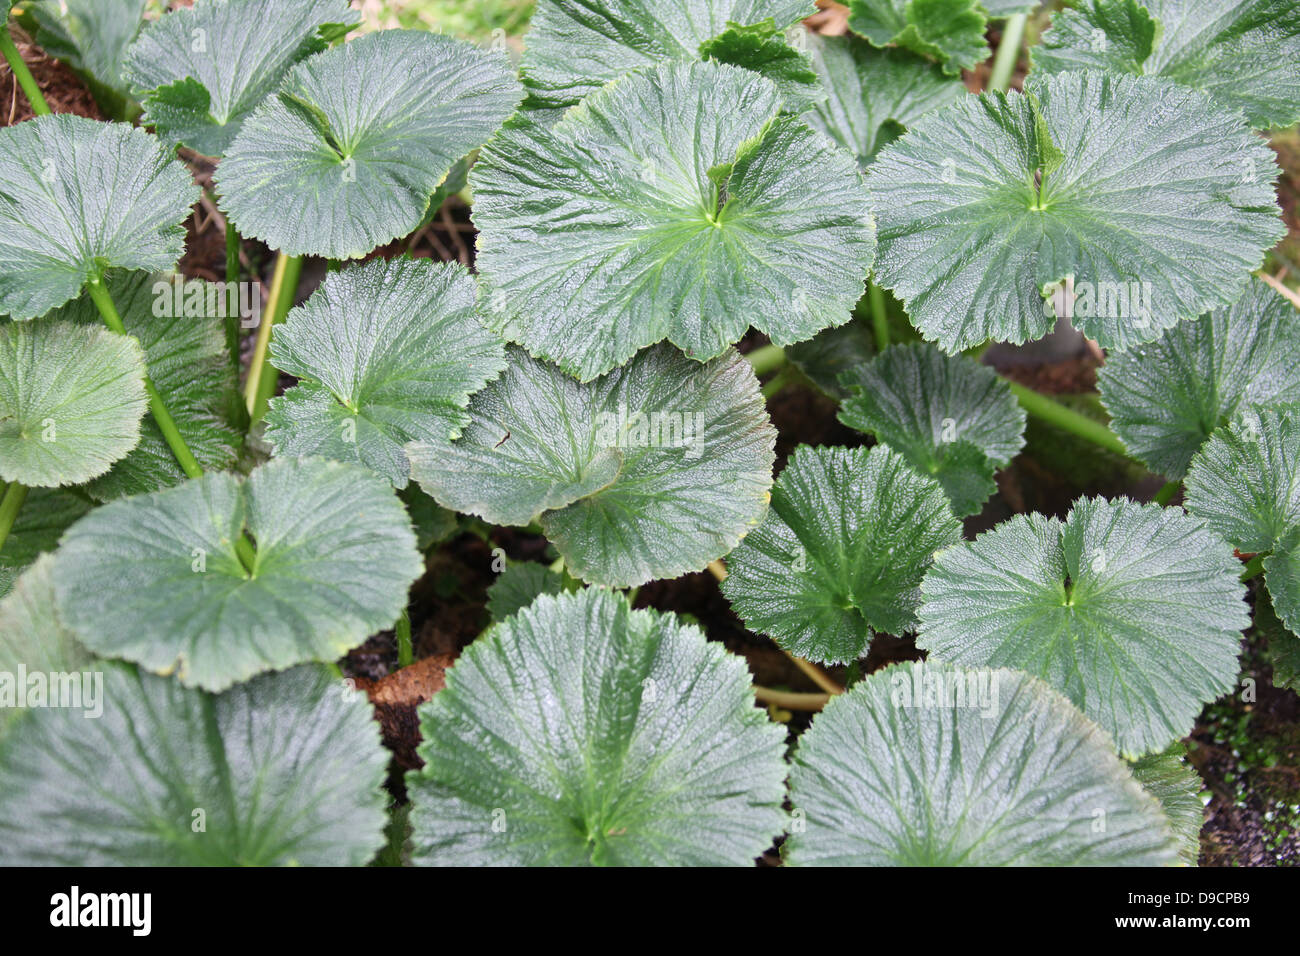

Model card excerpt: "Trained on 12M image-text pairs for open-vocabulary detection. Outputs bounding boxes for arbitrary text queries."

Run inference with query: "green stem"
[761,368,793,400]
[0,28,50,117]
[1004,380,1129,457]
[1153,480,1182,507]
[224,219,241,381]
[86,276,203,479]
[867,282,889,352]
[244,252,303,423]
[0,481,28,554]
[746,344,786,378]
[1241,553,1267,583]
[988,13,1028,94]
[395,610,413,667]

**How to complete this task:**
Down to the final line, restate the material above word for word, but omit its pictures.

**Response below:**
Model card excerpt: "Trained on 12M image-text pairs for open-vocabulary detection. Outputs bounding boxes for arbitrary text queries."

Run inference with query: "green stem"
[761,368,793,400]
[0,28,50,117]
[1004,380,1129,457]
[1153,480,1182,507]
[224,219,241,381]
[86,276,203,479]
[867,282,889,352]
[244,252,303,423]
[0,481,28,554]
[746,344,786,378]
[1241,553,1267,583]
[988,13,1028,94]
[395,610,413,667]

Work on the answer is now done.